>> start DATA FOR THIS EXERCISE

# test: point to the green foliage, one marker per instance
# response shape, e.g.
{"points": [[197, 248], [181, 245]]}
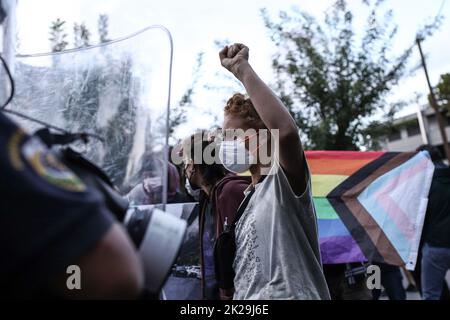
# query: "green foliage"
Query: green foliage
{"points": [[178, 112], [333, 82], [442, 92], [86, 88], [58, 36], [103, 24], [82, 35]]}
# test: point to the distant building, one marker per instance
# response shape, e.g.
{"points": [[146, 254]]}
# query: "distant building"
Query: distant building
{"points": [[416, 129]]}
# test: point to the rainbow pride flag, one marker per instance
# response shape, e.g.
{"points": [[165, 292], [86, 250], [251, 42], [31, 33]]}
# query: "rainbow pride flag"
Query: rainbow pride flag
{"points": [[370, 205]]}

>> end DATA FOR THIS EXERCISE

PROBLEM STATEMENT: Copy out the part of the data that opens with the line containing "# test: point to the rainbow" and runs to the end of the data, reproducing every line character for character.

RESULT FOR THIS TASK:
# test: point to the rainbow pride flag, one marker per instance
# response shape, e.g.
{"points": [[165, 292], [86, 250], [251, 42], [31, 33]]}
# query: "rainbow pride flag"
Query: rainbow pride flag
{"points": [[370, 205]]}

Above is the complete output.